== Texte fourni ==
——————————
Vous avez dit également partenariat...

Partenariat, je pourrais le dire pour d'autres, parce que vous allez bien me poser la question du maître G tout à l'heure...

Bien sûr (rires...)

Je crois que quand on est dans un dispositif de ce genre, il ne peut pas ne pas y avoir de partenariat avec le maître de la classe... et je dirais que le meilleur partenariat que je pourrais imaginer, ce serait que le maître E intervienne dans la classe d'un collègue pour ne pas sortir l'enfant de sa situation, on en parlait tout à l'heure, qui est la situation dans laquelle il est le plus souvent et aux convergences de ces relations enfant/groupe, enfant/apprentissage, enfant/maître etc. et que c'est in situ que l'aide pédagogique devrait être donnée parce que... Vous êtes ou vous avez sûrement été confrontée, particulièrement en réunion de synthèse, dans des réunions des maîtres du cycle, on vous situe un enfant qui rencontre des difficultés et on demande au réseau d'aide de le prendre en charge, les choses se mettent en place, ce gamin a de l'aide et puis finalement quand on confronte les points de vue, c'est totalement divergent. Ce n'est pas étonnant que, pour certains enfants, ce soit divergent. Le maître voit l'enfant dans une situation de classe et en général, la personne du réseau qui le prend en charge le voit en situation individuelle, ça n'a rien à voir. Or la vraie situation de l'enfant, ce n'est pas la situation individuelle, c'est la situation dans la classe. Donc je pense que les aides ne prennent pas assez en compte... Elles sont trop individuelles et presque dans la sphère privée de la personne, et même quand elles se font avec un petit groupe d'enfants, on n'est pas dans une vraie situation de classe. La vraie situation d'apprentissage d'un écolier, c'est le groupe classe. Donc partenariat.
——————————
== Relevé ==

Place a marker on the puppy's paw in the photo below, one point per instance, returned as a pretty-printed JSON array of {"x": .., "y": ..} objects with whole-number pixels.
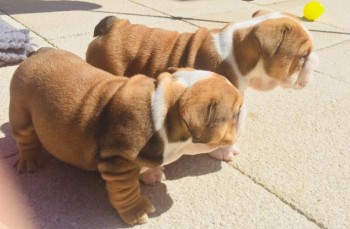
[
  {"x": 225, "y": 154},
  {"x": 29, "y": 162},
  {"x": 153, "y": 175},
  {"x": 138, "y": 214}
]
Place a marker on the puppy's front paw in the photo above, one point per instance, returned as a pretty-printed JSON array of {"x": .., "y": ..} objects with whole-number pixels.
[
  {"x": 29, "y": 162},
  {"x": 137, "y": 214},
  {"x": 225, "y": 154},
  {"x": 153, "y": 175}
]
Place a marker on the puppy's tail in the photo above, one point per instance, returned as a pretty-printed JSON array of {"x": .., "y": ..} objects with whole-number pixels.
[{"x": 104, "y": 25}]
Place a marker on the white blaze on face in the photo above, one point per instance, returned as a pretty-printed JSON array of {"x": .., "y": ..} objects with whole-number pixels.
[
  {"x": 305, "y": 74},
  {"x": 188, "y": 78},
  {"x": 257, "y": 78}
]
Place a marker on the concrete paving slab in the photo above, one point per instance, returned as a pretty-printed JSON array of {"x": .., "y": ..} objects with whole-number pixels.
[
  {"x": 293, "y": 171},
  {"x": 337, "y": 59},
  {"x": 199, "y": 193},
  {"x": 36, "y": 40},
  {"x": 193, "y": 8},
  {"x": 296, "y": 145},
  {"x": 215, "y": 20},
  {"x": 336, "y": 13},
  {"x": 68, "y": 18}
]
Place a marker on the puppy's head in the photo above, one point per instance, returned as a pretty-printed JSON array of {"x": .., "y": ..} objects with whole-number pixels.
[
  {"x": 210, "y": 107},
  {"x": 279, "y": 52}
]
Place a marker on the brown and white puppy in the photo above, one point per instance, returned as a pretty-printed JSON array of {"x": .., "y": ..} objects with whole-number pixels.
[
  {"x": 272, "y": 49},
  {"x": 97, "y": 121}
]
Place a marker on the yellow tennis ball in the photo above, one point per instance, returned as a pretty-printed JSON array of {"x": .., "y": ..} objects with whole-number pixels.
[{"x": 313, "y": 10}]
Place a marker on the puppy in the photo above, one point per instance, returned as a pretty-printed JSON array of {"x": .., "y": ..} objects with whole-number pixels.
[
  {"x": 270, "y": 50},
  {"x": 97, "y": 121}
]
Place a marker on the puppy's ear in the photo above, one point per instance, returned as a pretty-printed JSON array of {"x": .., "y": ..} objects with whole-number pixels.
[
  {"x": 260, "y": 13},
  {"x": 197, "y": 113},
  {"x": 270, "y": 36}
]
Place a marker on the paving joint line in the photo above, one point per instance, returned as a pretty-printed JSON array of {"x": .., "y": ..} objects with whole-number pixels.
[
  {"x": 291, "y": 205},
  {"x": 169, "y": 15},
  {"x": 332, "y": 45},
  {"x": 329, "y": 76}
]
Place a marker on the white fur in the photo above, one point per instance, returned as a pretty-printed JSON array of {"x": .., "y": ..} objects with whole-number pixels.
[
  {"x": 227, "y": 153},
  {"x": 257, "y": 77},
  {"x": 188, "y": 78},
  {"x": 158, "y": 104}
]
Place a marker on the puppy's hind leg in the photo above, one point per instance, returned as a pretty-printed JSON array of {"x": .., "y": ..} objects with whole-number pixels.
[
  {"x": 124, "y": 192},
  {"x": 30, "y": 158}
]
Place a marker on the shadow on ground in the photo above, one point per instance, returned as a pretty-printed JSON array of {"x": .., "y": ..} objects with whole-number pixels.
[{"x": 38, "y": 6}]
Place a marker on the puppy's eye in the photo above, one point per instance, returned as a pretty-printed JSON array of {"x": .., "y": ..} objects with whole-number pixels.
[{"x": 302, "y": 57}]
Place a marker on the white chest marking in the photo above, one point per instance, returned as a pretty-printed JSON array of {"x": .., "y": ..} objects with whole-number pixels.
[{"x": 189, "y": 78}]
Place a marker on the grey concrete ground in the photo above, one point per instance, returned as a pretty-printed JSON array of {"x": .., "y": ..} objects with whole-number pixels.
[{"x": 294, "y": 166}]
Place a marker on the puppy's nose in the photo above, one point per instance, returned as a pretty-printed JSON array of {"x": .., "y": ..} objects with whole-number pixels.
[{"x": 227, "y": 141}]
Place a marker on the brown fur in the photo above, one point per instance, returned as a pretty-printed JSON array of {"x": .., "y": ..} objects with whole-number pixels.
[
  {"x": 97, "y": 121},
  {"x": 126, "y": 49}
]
——————————
== Consignes ==
A – D'après le texte fourni, quelle est la vraie situation d'apprentissage d'un écolier ?
B – Recopiez fidèlement le passage du texte fourni qui va de « Vous avez dit » jusqu'à « Bien sûr (rires...) ».

== Corrigé ==
A – C'est le groupe classe.

B –
Vous avez dit également partenariat...

Partenariat, je pourrais le dire pour d'autres, parce que vous allez bien me poser la question du maître G tout à l'heure...

Bien sûr (rires...)